• [DOCUMENT SECTION]
—————

Couldn't agree more, when I first went there and my bill came to a lot more than they told me it would - it was supposed to have been a flat £60 for geretatric MOT test, it came to £108! - I asked for an explanation because I had already asked 3 times before I made the appointment exactly how much it would cost - they then started to back track and they didn't like being questioned.


----------



## havoc (Dec 8, 2008)

Ask for fully itemised invoices and copies of the results of all tests. You've paid for them so you are entitled to them. Insist on knowing exactly what you've paid for. Wrapping stuff up in fancy language such as a "geriatric MOT" is one of the easiest ways to "add value". The component parts could easily be cheaper as individual tests if you checked.


----------



## merothe (Jun 4, 2010)

I have just realised how lucky i am to have a great vet practice  but they are local - not a chain. 

They charge a bit more than the other local vet - and with london prices they arent cheap! But they always have told me their prices in advance (although different treatments to the OP) and they were always lovely and helpful when i had a hundred newbie questions when humprhey and freya were kittens (even charged me 1/2 price the day i made an appt in a panic but basically nothing was wrong with them   oops)

At their one year boosters i spent about 15 minutes nattering to the vet about different ways of grooming and getting cat hair out of clothes


----------



## Jayne31 (Apr 9, 2011)

merothe said:


> I have just realised how lucky i am to have a great vet practice  but they are local - not a chain.

—————

Entries drawn from a collection:
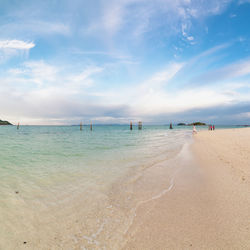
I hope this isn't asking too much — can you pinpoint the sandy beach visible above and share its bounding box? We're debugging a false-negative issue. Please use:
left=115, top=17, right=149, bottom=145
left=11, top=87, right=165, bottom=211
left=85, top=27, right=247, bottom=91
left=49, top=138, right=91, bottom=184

—————

• [PROBLEM REQUIREMENTS] Go on with the forum thread about vet bills and vet practices from the point where it stops. You can leave the data aside; it is not needed.

• [ANSWER AREA]
> 
> They charge a bit more than the other local vet - and with london prices they arent cheap! But they always have told me their prices in advance (although different treatments to the OP) and they were always lovely and helpful when i had a hundred newbie questions when humprhey and freya were kittens (even charged me 1/2 price the day i made an appt in a panic but basically nothing was wrong with them   oops)
> 
> At their one year boosters i spent about 15 minutes nattering to the vet about different ways of grooming and getting cat hair out of clothes


We only have 4 vets in the area. The first one I was with was quite a big practice with an equine and large animal practice as well, and you never saw the same vet twice. You got the impression that the equine and large animal part was the more important.

We then have CC, one called Pet Doctors and another one, who I used to be with before I moved called Aquarius - they were lovely, but the nearest one to me is still a 20 mile round trip which is too much for Oscar.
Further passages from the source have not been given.